Required tasks
1. List the experimental techniques that the abstract on astrocyte calcium signaling below names as the methods used in the study.
2. In the abstract on astrocyte calcium signaling below, which connexin hemichannel activator evoked ATP release and Ca2+ signaling in astrocytes?

Intercellular calcium signaling in astrocytes via ATP release through connexin hemichannels

Astrocytes are capable of widespread intercellular communication via propagated increases in intracellular Ca2+ concentration. We have used patch clamp, dye flux, ATP assay, and Ca2+ imaging techniques to show that one mechanism for this intercellular Ca2+ signaling in astrocytes is the release of ATP through connexin channels ("hemichannels") in individual cells. Astrocytes showed low Ca2+-activated whole-cell currents consistent with connexin hemichannel currents that were inhibited by the connexin channel inhibitor flufenamic acid (FFA). Astrocytes also showed molecular weight-specific influx and release of dyes, consistent with flux through connexin hemichannels. Transmembrane dye flux evoked by mechanical stimulation was potentiated by low Ca2+ and was inhibited by FFA and Gd3+. Mechanical stimulation also evoked release of ATP that was potentiated by low Ca2+ and inhibited by FFA and Gd3+. Similar whole-cell currents, transmembrane dye flux, and ATP release were observed in C6 glioma cells expressing connexin43 but were not observed in parent C6 cells. The connexin hemichannel activator quinine evoked ATP release and Ca2+ signaling in astrocytes and in C6 cells expressing connexin43. The propagation of intercellular Ca2+ waves in astrocytes was also potentiated by quinine and inhibited by FFA and Gd3+. Release of ATP through connexin hemichannels represents a novel signaling pathway for intercellular communication in astrocytes and other non-excitable cells.

Saved entries:
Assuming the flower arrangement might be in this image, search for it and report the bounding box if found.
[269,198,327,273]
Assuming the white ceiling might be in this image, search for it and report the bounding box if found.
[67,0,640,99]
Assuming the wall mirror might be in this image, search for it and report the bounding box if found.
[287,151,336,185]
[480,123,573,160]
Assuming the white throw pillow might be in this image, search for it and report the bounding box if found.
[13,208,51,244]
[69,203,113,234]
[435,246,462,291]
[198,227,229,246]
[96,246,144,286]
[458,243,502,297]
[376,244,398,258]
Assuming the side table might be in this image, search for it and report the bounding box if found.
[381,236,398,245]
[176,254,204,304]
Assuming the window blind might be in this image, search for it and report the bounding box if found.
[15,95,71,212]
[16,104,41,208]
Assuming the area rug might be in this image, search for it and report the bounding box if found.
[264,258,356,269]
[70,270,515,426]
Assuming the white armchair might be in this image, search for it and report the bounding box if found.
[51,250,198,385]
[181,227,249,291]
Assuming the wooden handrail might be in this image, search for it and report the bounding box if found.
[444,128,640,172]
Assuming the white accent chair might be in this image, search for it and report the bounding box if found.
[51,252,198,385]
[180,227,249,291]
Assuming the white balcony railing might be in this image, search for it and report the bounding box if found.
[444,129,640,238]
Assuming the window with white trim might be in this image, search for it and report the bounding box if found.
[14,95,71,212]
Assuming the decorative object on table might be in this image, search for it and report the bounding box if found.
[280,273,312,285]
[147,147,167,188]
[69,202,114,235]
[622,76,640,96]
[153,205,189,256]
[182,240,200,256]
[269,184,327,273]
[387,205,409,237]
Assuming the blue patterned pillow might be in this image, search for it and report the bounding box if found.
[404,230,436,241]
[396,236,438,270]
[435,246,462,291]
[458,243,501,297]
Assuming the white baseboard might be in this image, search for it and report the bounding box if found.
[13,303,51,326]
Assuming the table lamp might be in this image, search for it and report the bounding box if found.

Responses
1. Patch clamp, dye flux, ATP assay, Ca2+ imaging

2. Quinine